• _YOUR OBJECTIVE_: How many lines in the items below contain the string "place"? Case counts; reply with the number alone.

• _RECORDS FOR THIS TASK_:

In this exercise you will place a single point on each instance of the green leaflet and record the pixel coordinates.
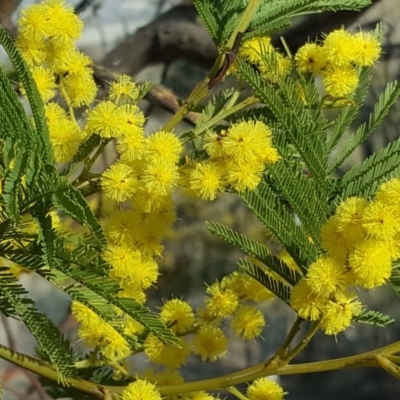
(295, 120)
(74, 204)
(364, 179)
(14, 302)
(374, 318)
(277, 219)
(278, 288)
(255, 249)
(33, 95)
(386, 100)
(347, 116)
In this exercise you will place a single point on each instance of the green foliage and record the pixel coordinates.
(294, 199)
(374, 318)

---

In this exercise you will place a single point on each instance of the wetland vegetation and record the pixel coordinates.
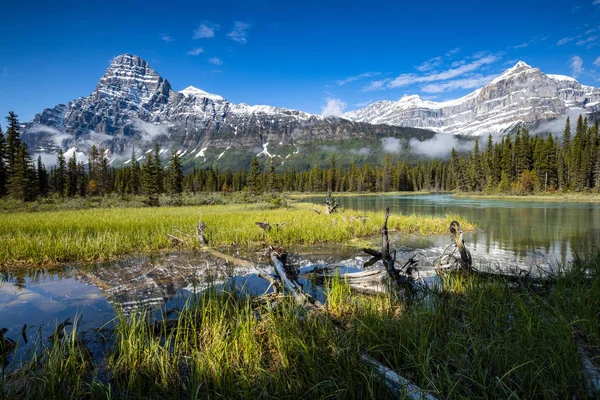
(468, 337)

--

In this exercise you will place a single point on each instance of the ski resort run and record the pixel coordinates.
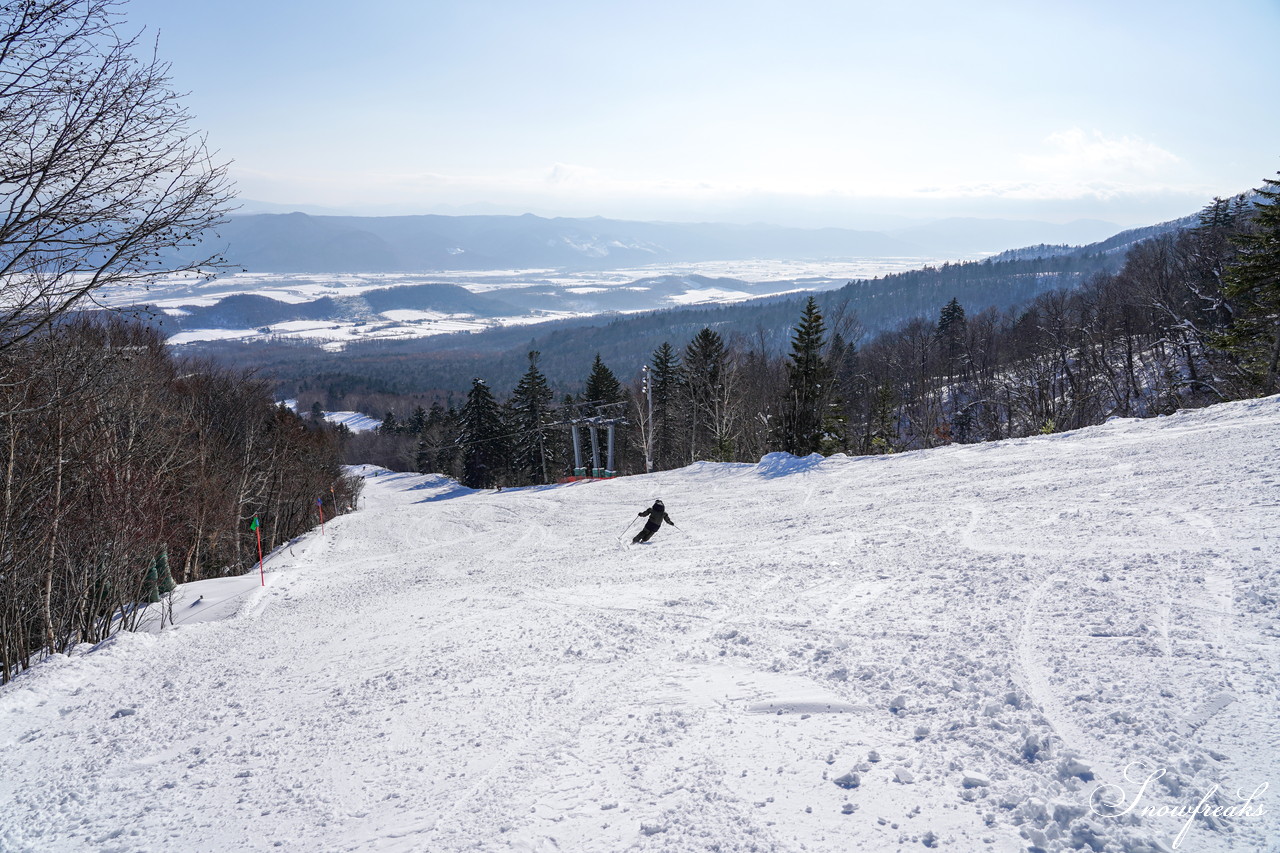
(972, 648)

• _ANSWER TO THIS TASK_: 4